DOSTARCZONE MATERIAŁY ::
——————————
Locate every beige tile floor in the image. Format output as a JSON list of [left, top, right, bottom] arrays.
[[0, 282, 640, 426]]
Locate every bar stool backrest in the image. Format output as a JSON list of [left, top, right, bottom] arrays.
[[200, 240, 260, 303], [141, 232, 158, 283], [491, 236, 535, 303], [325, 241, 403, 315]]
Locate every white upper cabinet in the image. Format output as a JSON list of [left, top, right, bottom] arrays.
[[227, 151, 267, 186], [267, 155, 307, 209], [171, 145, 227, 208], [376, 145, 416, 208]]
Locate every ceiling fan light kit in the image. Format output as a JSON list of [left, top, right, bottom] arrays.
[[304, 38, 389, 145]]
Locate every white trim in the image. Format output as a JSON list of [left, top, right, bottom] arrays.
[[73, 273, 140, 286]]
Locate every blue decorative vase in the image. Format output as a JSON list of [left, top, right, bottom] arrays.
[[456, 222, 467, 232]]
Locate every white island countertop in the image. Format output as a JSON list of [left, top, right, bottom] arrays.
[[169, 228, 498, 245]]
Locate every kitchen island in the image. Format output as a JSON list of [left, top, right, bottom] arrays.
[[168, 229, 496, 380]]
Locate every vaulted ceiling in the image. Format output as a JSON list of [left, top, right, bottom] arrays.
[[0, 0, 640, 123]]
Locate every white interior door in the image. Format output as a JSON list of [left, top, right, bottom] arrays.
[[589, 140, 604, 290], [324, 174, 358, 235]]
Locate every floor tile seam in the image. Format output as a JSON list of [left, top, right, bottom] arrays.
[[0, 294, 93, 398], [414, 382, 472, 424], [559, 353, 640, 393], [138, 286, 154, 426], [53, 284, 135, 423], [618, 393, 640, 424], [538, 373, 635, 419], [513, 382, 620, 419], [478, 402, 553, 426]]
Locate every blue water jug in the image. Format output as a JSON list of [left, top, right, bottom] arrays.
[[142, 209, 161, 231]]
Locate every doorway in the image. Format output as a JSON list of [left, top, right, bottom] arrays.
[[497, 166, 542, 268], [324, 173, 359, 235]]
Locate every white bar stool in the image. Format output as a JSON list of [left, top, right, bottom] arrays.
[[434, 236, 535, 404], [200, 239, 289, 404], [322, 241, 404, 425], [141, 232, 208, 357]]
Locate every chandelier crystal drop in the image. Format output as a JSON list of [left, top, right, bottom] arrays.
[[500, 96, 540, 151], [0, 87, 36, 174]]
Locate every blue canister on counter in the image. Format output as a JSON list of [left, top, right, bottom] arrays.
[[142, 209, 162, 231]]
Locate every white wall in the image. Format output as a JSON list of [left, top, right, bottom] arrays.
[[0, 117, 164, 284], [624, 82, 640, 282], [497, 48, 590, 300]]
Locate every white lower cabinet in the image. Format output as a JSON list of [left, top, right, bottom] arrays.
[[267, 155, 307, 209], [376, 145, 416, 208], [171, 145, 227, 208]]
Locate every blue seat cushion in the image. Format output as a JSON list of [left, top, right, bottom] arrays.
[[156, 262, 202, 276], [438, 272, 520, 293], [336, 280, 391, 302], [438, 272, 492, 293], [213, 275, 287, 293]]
——————————
POLECENIE ::
Zmień w wierszach powyżej „JSON list” na „JSON array”, a całą resztę zostaw bez zmian.

ODPOWIEDŹ ::
Locate every beige tile floor in the image. Format output as a JSON array of [left, top, right, bottom] arrays.
[[0, 282, 640, 426]]
Locate every bar stool backrest in the image. Format output as a JSON array of [left, top, right, bottom] arrays.
[[200, 240, 260, 303], [141, 232, 158, 283], [491, 236, 535, 303], [325, 241, 403, 315]]
Locate every white upper cabinet in the image. Format output as a JSON array of [left, top, right, bottom] arrays.
[[227, 151, 267, 186], [267, 155, 307, 209], [171, 145, 227, 208], [376, 145, 416, 208]]
Locate every ceiling fan light kit in the image. Format output as a JSON array of [left, top, right, bottom] arrays.
[[304, 38, 389, 145]]
Locate every white trim in the image. Format output as a JSON array of [left, top, right, bottom] arrays.
[[73, 273, 140, 286]]
Locate every blue decorative vase in the image. Format output as a JSON array of [left, top, right, bottom] arrays.
[[456, 222, 467, 232]]
Locate every white island countertop in the image. Format output as a JSON array of [left, top, right, bottom] arrays.
[[169, 228, 498, 245]]
Locate every kitchen island in the image. Format output as a JSON array of [left, top, right, bottom] arrays.
[[168, 229, 496, 380]]
Locate every vaulted ceiling in the image. Format output as a JSON array of [left, top, right, bottom] arrays.
[[0, 0, 640, 123]]
Locate every white interior door in the image. Format output as a JSON array of [left, top, right, bottom] arrays.
[[589, 140, 604, 290], [324, 174, 358, 235]]
Locate every floor tile seam in the image. Format output as a JSON array of [left, top, right, bottom] arrays.
[[0, 294, 93, 398], [414, 382, 472, 424], [559, 353, 640, 393], [138, 286, 154, 426], [53, 284, 135, 423], [618, 393, 640, 424], [538, 373, 635, 419], [513, 382, 620, 419], [478, 402, 553, 426]]
Locate every blue water jug in the image. Format output as a JSON array of [left, top, right, bottom] arrays.
[[142, 209, 161, 231]]
Locate every doorway in the image. Format output as a JSON array of [left, top, right, bottom] arrays.
[[497, 166, 542, 268], [324, 173, 359, 235]]
Locate every white bar stool in the image. Format output as a JSON array of [left, top, right, bottom] arrays.
[[434, 236, 535, 404], [200, 239, 289, 404], [322, 241, 404, 425], [141, 232, 208, 357]]
Locate every chandelier crystal drop in the image. Format output as a JSON array of [left, top, right, bottom] arrays.
[[500, 96, 540, 151], [0, 87, 36, 174]]
Locate every blue canister on counter in the image. Format output as a JSON array of [left, top, right, bottom] arrays.
[[142, 209, 162, 231]]
Locate every white wall in the image. Format output as a JSON array of [left, top, right, bottom] arrays.
[[0, 117, 164, 284], [624, 82, 640, 282], [497, 48, 590, 300]]
Locate every white lower cabinet in the image. Format output as a JSON array of [left, top, right, bottom] arrays.
[[267, 155, 307, 209], [376, 145, 416, 208], [171, 145, 227, 208]]
Locate every blue seat cushion in the image. Format output as a JSON array of [left, top, right, bottom] arrays.
[[156, 262, 202, 276], [438, 272, 520, 293], [336, 280, 391, 302], [438, 272, 492, 293], [213, 275, 287, 293]]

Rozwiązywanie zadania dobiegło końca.